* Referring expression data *

Content starts

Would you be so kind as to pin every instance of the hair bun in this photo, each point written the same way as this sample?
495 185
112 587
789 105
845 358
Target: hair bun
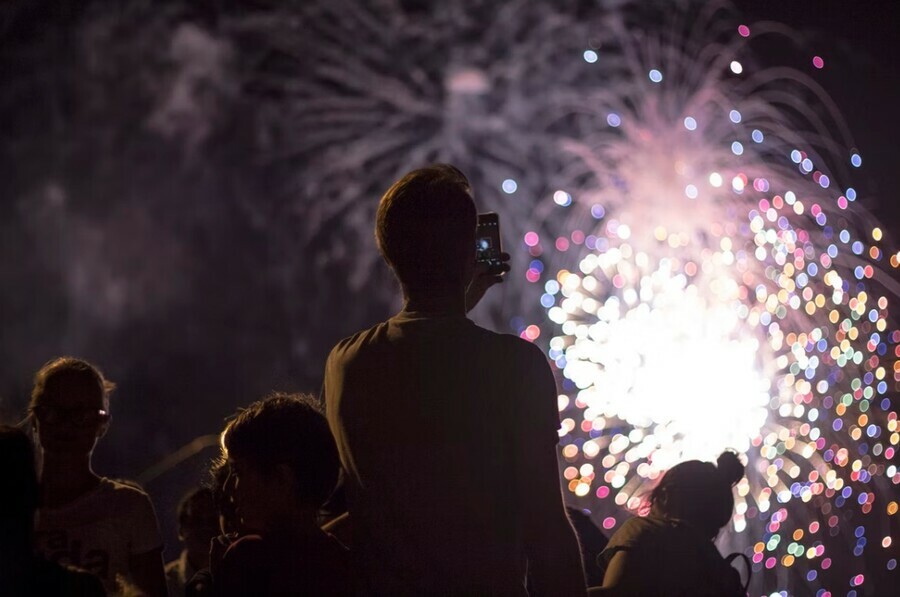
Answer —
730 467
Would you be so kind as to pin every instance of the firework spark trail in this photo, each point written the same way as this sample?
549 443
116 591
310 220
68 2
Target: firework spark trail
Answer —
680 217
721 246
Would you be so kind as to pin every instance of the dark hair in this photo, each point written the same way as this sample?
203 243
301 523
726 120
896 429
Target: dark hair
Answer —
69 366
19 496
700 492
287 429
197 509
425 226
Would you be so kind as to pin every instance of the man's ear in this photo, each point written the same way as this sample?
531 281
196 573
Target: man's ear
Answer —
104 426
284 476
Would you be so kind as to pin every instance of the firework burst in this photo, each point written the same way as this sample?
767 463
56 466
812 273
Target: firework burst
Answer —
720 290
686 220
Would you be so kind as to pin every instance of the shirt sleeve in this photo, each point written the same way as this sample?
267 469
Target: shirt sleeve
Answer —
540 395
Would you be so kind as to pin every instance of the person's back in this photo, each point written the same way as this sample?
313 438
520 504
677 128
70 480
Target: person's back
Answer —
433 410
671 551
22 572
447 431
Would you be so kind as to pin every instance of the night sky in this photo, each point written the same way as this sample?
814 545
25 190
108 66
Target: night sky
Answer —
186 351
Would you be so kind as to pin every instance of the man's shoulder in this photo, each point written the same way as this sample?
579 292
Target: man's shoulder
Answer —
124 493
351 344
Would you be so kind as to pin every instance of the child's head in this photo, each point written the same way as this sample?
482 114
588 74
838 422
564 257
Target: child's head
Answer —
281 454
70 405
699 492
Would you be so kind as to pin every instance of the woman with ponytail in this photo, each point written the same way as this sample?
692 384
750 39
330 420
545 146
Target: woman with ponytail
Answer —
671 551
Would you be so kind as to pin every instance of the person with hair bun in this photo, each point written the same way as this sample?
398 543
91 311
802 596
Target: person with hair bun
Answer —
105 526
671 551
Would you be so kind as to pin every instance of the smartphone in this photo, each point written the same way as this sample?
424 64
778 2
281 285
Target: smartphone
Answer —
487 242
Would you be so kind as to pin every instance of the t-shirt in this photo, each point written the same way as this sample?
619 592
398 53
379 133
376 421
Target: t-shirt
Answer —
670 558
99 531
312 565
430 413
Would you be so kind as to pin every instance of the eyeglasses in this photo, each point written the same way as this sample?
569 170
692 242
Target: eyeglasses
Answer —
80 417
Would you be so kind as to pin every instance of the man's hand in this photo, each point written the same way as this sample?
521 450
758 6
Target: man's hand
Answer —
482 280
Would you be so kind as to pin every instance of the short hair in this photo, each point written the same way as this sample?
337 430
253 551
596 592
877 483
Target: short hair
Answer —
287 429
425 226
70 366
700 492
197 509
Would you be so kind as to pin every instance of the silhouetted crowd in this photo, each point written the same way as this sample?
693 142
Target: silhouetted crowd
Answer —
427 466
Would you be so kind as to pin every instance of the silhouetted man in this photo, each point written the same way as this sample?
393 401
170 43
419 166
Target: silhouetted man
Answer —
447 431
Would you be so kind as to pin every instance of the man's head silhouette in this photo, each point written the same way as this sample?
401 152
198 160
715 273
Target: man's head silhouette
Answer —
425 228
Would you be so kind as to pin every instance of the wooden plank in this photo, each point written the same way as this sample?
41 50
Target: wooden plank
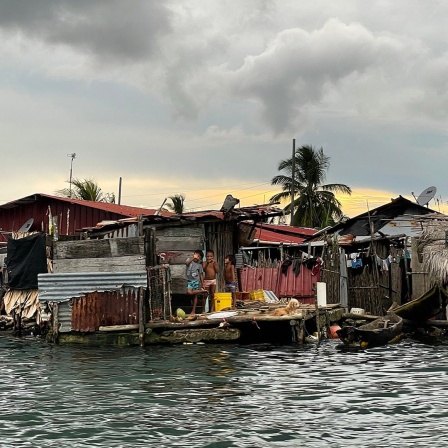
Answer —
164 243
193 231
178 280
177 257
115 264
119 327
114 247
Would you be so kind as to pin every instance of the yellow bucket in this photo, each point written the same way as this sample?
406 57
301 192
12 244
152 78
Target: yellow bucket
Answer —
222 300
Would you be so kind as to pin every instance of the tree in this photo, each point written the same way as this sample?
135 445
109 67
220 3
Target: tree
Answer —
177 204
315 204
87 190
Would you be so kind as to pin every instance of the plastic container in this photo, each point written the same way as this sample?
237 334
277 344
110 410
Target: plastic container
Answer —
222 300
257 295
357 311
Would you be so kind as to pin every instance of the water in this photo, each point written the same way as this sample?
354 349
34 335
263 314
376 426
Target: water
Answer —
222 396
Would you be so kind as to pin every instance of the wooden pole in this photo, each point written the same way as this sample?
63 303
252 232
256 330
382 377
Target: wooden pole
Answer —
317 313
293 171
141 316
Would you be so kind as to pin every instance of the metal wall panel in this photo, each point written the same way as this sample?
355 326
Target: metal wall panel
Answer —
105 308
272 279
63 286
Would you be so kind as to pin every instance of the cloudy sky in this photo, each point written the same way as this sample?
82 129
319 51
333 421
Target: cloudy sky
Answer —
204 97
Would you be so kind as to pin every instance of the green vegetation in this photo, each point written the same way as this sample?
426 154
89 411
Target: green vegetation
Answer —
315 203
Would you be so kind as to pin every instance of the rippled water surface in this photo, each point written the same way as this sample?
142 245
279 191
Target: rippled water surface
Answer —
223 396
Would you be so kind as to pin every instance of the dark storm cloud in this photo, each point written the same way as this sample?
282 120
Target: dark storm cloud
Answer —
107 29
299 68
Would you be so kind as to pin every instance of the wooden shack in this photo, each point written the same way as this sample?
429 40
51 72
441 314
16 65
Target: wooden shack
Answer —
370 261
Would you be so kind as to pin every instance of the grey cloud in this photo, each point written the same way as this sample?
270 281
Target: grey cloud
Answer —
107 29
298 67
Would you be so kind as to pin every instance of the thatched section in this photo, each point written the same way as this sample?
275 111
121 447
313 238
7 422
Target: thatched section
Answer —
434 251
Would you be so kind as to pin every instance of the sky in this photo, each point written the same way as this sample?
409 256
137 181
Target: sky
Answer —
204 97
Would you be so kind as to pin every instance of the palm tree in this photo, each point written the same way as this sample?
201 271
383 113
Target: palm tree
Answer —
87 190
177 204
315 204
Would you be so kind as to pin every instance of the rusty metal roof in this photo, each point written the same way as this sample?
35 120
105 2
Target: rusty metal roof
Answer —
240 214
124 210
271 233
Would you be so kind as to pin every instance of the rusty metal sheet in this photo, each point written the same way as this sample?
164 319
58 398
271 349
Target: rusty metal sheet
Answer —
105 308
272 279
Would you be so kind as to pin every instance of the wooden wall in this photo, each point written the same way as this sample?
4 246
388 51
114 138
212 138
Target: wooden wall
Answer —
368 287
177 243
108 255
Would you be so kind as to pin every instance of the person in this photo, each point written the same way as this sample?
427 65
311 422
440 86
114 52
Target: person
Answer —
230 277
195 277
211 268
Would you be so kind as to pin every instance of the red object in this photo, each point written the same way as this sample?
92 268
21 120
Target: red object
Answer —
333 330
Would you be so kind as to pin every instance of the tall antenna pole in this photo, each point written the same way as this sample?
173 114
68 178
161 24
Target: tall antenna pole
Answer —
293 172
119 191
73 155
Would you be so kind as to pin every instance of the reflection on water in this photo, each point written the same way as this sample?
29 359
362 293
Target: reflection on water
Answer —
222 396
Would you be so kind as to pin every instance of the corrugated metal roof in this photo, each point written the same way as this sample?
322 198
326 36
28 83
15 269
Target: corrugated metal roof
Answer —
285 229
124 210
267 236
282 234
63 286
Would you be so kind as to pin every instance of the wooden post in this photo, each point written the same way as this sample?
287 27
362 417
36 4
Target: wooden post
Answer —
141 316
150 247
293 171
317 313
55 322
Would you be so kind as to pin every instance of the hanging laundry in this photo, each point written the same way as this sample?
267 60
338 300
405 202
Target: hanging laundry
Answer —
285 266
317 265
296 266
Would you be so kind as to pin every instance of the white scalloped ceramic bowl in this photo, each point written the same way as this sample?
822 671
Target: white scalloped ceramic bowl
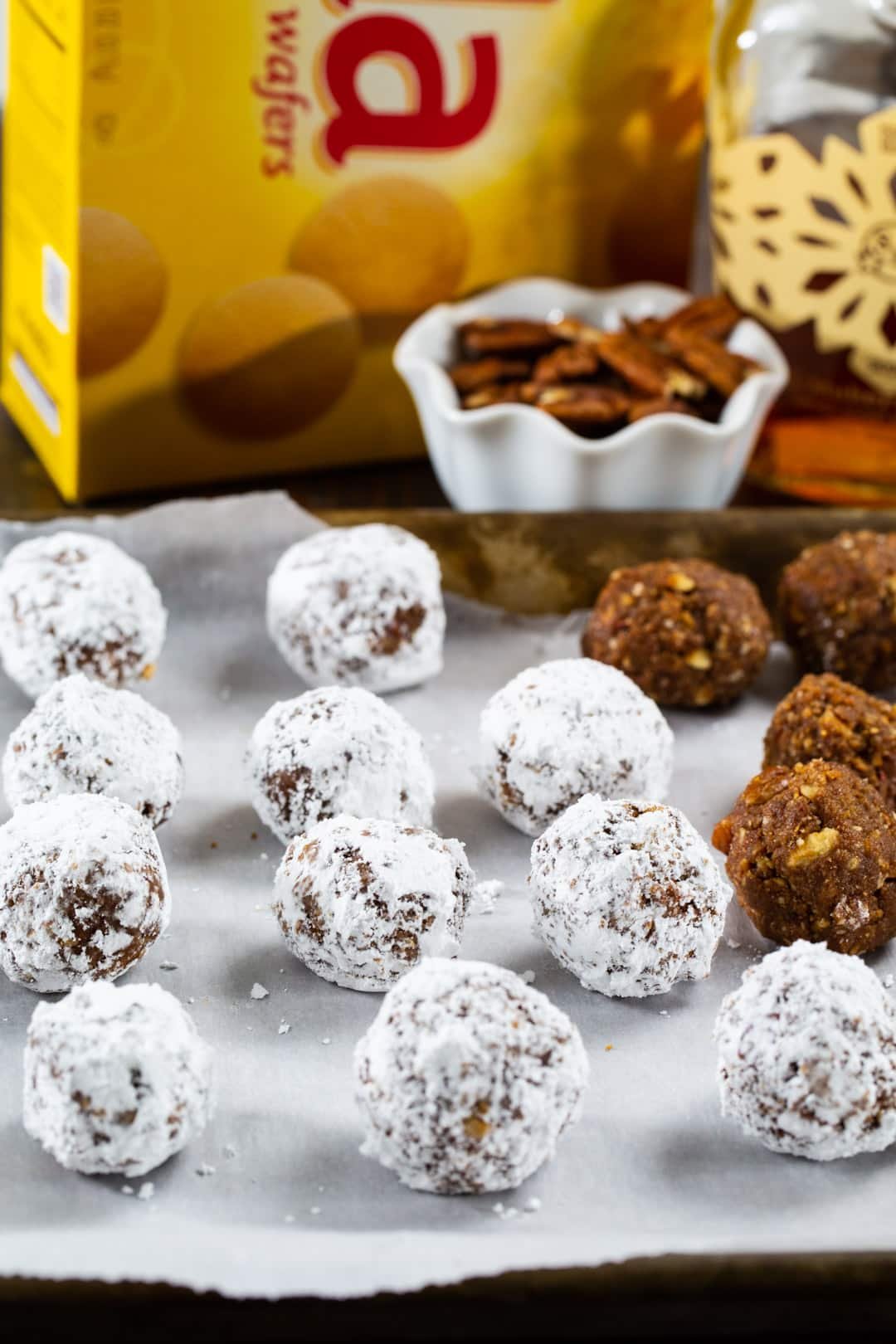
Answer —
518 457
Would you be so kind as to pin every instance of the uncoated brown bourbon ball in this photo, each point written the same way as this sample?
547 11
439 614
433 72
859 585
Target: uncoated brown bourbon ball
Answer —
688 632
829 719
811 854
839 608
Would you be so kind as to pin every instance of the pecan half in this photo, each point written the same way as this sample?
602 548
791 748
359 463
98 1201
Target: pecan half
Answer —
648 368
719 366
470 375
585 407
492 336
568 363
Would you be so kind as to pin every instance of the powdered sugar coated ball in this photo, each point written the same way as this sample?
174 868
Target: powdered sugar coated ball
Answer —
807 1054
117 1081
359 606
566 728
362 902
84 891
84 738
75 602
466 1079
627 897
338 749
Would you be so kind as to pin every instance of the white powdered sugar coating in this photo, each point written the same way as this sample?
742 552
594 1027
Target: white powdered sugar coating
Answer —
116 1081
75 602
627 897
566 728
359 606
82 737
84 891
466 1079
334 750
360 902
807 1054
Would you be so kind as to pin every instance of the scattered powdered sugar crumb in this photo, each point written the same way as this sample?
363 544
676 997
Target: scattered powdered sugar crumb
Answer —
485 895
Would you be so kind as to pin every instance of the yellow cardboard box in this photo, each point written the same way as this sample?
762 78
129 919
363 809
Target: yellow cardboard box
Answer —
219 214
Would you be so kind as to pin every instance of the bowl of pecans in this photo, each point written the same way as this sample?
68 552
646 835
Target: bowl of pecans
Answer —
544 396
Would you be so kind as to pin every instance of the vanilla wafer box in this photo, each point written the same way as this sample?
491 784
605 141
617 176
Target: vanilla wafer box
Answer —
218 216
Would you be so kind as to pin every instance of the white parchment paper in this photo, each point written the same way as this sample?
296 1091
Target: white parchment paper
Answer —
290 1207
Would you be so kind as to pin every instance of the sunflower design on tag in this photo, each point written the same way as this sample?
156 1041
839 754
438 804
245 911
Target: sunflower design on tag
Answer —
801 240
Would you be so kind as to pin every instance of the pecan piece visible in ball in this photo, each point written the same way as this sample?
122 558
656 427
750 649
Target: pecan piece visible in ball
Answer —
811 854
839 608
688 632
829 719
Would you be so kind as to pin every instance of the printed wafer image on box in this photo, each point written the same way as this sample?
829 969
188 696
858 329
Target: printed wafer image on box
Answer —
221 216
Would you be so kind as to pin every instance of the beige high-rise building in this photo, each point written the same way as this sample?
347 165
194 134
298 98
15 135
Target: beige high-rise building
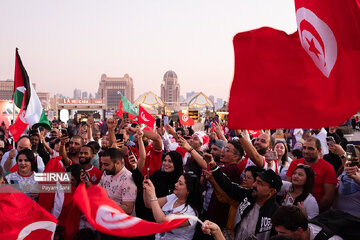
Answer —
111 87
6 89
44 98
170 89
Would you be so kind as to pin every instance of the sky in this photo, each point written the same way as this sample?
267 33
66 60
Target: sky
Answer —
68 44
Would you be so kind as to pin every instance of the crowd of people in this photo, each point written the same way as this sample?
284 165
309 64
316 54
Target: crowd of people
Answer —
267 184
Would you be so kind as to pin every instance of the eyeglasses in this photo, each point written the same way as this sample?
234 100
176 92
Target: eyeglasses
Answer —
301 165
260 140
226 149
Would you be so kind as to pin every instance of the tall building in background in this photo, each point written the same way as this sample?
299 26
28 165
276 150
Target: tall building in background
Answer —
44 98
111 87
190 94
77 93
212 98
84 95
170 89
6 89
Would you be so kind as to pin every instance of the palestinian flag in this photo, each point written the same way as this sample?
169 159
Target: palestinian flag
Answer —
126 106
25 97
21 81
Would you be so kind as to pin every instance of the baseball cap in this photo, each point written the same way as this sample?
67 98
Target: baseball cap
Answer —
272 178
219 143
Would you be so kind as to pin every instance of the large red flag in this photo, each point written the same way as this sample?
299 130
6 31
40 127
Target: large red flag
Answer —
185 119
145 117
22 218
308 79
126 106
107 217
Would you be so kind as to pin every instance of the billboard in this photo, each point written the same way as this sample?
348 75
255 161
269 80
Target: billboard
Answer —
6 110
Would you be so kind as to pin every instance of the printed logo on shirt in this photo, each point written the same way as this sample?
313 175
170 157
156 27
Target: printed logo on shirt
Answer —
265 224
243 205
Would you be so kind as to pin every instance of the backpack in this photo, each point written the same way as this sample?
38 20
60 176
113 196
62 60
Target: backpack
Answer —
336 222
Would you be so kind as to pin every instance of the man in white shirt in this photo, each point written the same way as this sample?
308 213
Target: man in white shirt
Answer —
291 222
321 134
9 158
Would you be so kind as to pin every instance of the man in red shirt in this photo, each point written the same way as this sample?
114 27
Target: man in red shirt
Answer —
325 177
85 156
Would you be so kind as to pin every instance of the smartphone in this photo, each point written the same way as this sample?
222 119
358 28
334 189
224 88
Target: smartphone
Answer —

Content ends

Filter the data, keeping only the lines that contain "flag".

* ANSWER TO THE PROBLEM *
Would you be so kind as to pin every instance of the palestinian flag in this photo, each point written the same way as this sample?
Target: palestinian flag
Would you be so kind as to pin every instance of the large red flag in this photo, each point written the same way as this sample?
Target: large red flag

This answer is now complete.